- Rows -

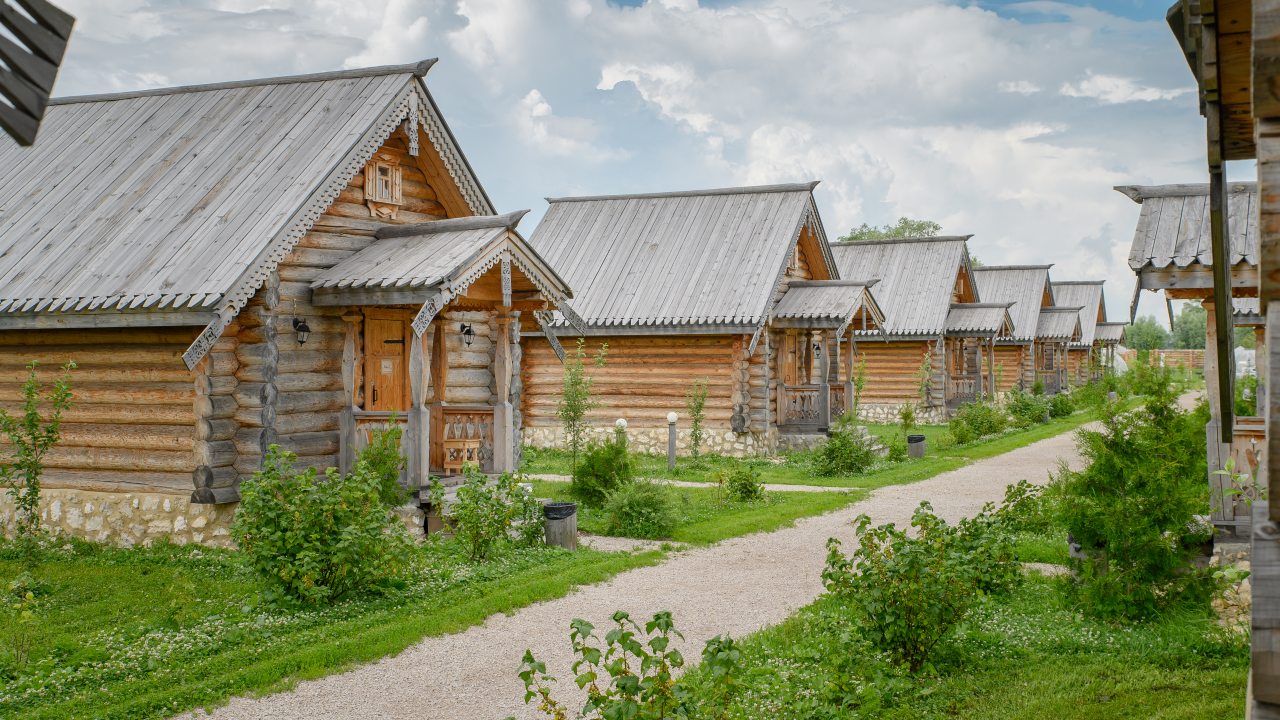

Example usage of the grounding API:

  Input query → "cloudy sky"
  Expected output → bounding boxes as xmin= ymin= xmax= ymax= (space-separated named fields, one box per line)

xmin=56 ymin=0 xmax=1228 ymax=319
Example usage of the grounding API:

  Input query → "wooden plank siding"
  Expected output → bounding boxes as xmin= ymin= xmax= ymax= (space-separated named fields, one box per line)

xmin=0 ymin=328 xmax=206 ymax=492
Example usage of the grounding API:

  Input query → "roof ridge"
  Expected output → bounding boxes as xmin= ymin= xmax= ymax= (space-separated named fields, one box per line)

xmin=49 ymin=58 xmax=438 ymax=105
xmin=831 ymin=233 xmax=973 ymax=247
xmin=374 ymin=210 xmax=529 ymax=240
xmin=544 ymin=181 xmax=822 ymax=202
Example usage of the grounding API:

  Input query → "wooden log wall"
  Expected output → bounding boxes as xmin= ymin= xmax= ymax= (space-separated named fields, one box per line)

xmin=227 ymin=131 xmax=453 ymax=477
xmin=522 ymin=336 xmax=737 ymax=429
xmin=854 ymin=340 xmax=946 ymax=405
xmin=0 ymin=328 xmax=202 ymax=493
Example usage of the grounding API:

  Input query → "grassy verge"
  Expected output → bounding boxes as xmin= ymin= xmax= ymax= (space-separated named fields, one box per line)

xmin=677 ymin=575 xmax=1249 ymax=720
xmin=524 ymin=480 xmax=867 ymax=544
xmin=0 ymin=535 xmax=664 ymax=719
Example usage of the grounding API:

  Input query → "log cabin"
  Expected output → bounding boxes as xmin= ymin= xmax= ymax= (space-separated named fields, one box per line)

xmin=0 ymin=60 xmax=573 ymax=544
xmin=973 ymin=265 xmax=1059 ymax=393
xmin=522 ymin=183 xmax=882 ymax=455
xmin=1053 ymin=281 xmax=1107 ymax=386
xmin=831 ymin=236 xmax=1012 ymax=423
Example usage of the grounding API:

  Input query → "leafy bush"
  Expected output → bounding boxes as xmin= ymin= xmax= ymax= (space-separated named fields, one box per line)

xmin=1048 ymin=392 xmax=1075 ymax=418
xmin=1006 ymin=389 xmax=1050 ymax=428
xmin=1053 ymin=369 xmax=1212 ymax=620
xmin=604 ymin=482 xmax=676 ymax=539
xmin=232 ymin=445 xmax=411 ymax=605
xmin=0 ymin=361 xmax=76 ymax=537
xmin=716 ymin=461 xmax=764 ymax=502
xmin=570 ymin=430 xmax=635 ymax=507
xmin=431 ymin=465 xmax=543 ymax=562
xmin=357 ymin=416 xmax=410 ymax=507
xmin=948 ymin=402 xmax=1009 ymax=445
xmin=814 ymin=428 xmax=877 ymax=477
xmin=520 ymin=610 xmax=741 ymax=720
xmin=822 ymin=502 xmax=1020 ymax=673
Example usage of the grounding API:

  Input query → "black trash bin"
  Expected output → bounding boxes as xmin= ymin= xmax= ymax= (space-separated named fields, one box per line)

xmin=543 ymin=502 xmax=577 ymax=550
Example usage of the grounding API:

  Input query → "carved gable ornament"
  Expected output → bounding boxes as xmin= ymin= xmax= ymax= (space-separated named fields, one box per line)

xmin=365 ymin=152 xmax=404 ymax=220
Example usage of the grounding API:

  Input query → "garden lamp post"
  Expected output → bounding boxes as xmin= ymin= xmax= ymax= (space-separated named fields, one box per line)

xmin=667 ymin=413 xmax=676 ymax=470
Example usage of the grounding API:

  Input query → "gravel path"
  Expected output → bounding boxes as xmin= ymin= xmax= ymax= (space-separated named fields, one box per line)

xmin=189 ymin=422 xmax=1079 ymax=720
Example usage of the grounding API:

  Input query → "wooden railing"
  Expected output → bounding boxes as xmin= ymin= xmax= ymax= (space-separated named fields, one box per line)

xmin=778 ymin=384 xmax=824 ymax=429
xmin=431 ymin=405 xmax=493 ymax=475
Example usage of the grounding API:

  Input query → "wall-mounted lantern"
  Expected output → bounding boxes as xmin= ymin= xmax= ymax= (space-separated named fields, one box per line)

xmin=293 ymin=318 xmax=311 ymax=345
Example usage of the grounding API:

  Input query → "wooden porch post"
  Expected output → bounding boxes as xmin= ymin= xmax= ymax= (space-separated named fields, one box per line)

xmin=813 ymin=331 xmax=831 ymax=429
xmin=493 ymin=311 xmax=516 ymax=473
xmin=338 ymin=314 xmax=361 ymax=475
xmin=401 ymin=324 xmax=431 ymax=491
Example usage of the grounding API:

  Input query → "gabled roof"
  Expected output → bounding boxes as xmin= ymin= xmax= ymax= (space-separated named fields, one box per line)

xmin=1093 ymin=323 xmax=1129 ymax=345
xmin=1053 ymin=281 xmax=1107 ymax=346
xmin=973 ymin=265 xmax=1053 ymax=342
xmin=946 ymin=302 xmax=1014 ymax=338
xmin=1036 ymin=306 xmax=1083 ymax=342
xmin=1116 ymin=182 xmax=1258 ymax=272
xmin=0 ymin=60 xmax=493 ymax=364
xmin=311 ymin=210 xmax=572 ymax=301
xmin=530 ymin=182 xmax=836 ymax=331
xmin=773 ymin=281 xmax=884 ymax=336
xmin=831 ymin=234 xmax=980 ymax=336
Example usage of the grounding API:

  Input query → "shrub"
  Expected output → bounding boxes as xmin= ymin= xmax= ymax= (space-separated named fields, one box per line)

xmin=948 ymin=402 xmax=1009 ymax=445
xmin=1052 ymin=370 xmax=1212 ymax=620
xmin=232 ymin=445 xmax=411 ymax=605
xmin=570 ymin=432 xmax=634 ymax=507
xmin=556 ymin=337 xmax=609 ymax=470
xmin=604 ymin=480 xmax=676 ymax=539
xmin=822 ymin=502 xmax=1019 ymax=673
xmin=431 ymin=465 xmax=543 ymax=562
xmin=814 ymin=428 xmax=877 ymax=477
xmin=1048 ymin=392 xmax=1075 ymax=418
xmin=716 ymin=461 xmax=764 ymax=502
xmin=356 ymin=416 xmax=410 ymax=507
xmin=685 ymin=379 xmax=707 ymax=460
xmin=0 ymin=361 xmax=76 ymax=537
xmin=520 ymin=610 xmax=740 ymax=720
xmin=1006 ymin=389 xmax=1050 ymax=428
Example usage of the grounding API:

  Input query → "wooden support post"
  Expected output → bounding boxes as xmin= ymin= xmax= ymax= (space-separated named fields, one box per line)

xmin=401 ymin=326 xmax=431 ymax=492
xmin=493 ymin=313 xmax=516 ymax=473
xmin=338 ymin=314 xmax=361 ymax=475
xmin=813 ymin=331 xmax=831 ymax=430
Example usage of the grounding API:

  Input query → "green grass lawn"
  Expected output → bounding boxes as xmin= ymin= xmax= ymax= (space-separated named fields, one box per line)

xmin=0 ymin=535 xmax=664 ymax=719
xmin=676 ymin=575 xmax=1249 ymax=720
xmin=524 ymin=480 xmax=867 ymax=544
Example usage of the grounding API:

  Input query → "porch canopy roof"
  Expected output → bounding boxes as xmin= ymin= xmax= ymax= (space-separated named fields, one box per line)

xmin=946 ymin=302 xmax=1014 ymax=338
xmin=1036 ymin=307 xmax=1084 ymax=342
xmin=1093 ymin=323 xmax=1129 ymax=345
xmin=773 ymin=281 xmax=884 ymax=336
xmin=311 ymin=210 xmax=576 ymax=334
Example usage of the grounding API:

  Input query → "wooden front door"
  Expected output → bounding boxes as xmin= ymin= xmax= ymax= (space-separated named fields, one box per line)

xmin=365 ymin=310 xmax=412 ymax=411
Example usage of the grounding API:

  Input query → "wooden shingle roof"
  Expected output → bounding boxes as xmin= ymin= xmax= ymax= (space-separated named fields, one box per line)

xmin=0 ymin=60 xmax=493 ymax=364
xmin=1116 ymin=182 xmax=1258 ymax=272
xmin=529 ymin=183 xmax=835 ymax=332
xmin=973 ymin=265 xmax=1052 ymax=342
xmin=831 ymin=236 xmax=982 ymax=336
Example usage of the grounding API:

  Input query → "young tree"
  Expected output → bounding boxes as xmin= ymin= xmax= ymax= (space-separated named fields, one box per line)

xmin=840 ymin=218 xmax=942 ymax=242
xmin=0 ymin=361 xmax=76 ymax=537
xmin=556 ymin=337 xmax=609 ymax=473
xmin=1125 ymin=315 xmax=1169 ymax=350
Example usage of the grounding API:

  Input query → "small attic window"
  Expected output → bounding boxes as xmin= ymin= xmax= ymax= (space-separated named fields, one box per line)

xmin=365 ymin=152 xmax=404 ymax=218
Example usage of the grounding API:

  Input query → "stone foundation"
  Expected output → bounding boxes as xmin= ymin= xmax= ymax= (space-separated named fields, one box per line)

xmin=858 ymin=402 xmax=948 ymax=425
xmin=521 ymin=427 xmax=773 ymax=457
xmin=0 ymin=488 xmax=237 ymax=547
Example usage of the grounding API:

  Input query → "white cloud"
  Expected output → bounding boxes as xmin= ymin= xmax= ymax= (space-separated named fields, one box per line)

xmin=1059 ymin=70 xmax=1193 ymax=105
xmin=516 ymin=88 xmax=627 ymax=163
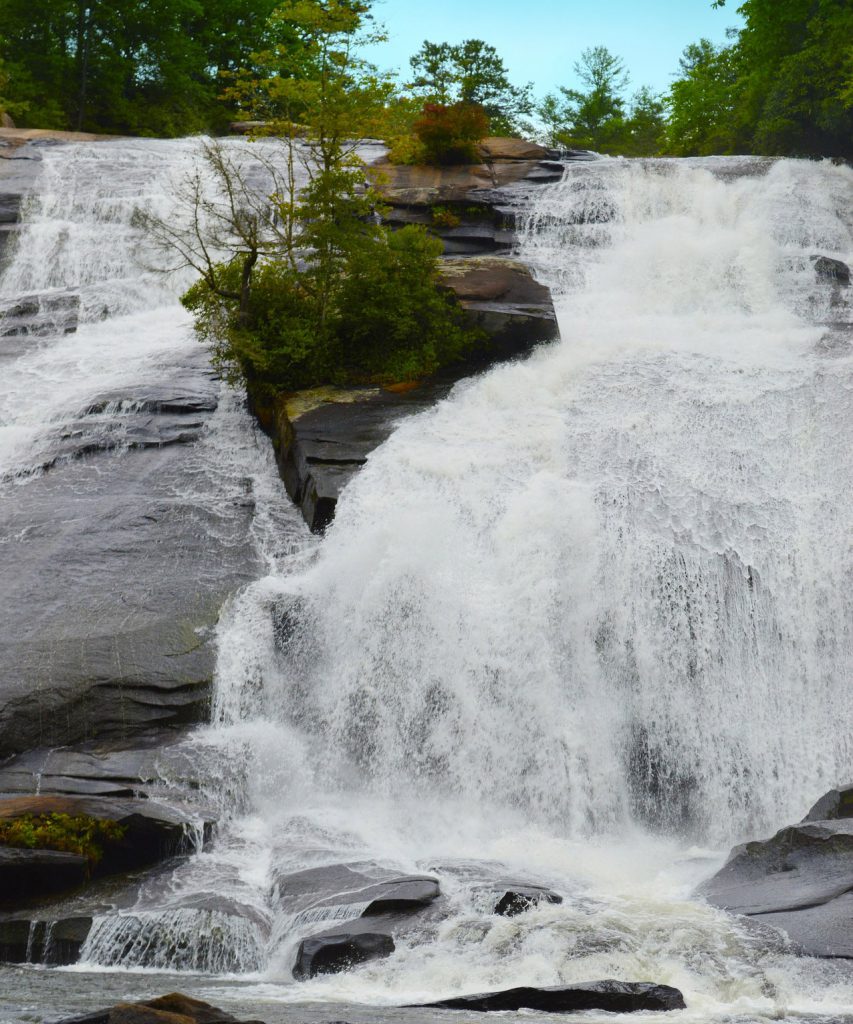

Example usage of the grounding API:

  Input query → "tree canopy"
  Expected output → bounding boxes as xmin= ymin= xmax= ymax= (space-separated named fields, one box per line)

xmin=408 ymin=39 xmax=534 ymax=135
xmin=538 ymin=46 xmax=666 ymax=157
xmin=669 ymin=0 xmax=853 ymax=157
xmin=0 ymin=0 xmax=286 ymax=135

- The exercise -
Starting at the beginning of the records and ending after the line that contains "xmin=544 ymin=181 xmax=822 ymax=202", write those lines out again, requests included, with every bounding-box coordinate in the answers increased by 102. Leave the pictures out.

- Written solution -
Example usage of the grounding API:

  Input query → "cloudy sky"
  Expected output → bounding boxes as xmin= ymin= xmax= ymax= (space-separated named fields, one box per line)

xmin=158 ymin=102 xmax=1330 ymax=421
Example usage of the grounding API:

  Input query → "wooden plank siding"
  Expected output → bounding boxes as xmin= ymin= xmax= ymax= (space-separated named fields, one box per line)

xmin=102 ymin=430 xmax=308 ymax=594
Example usage of the grounding API:

  Input query → "roof ridge"
  Expected output → bounding boxes as xmin= ymin= xmax= ymax= (space-separated named fields, one box per line)

xmin=151 ymin=160 xmax=540 ymax=207
xmin=933 ymin=335 xmax=1075 ymax=349
xmin=476 ymin=312 xmax=631 ymax=342
xmin=646 ymin=283 xmax=924 ymax=304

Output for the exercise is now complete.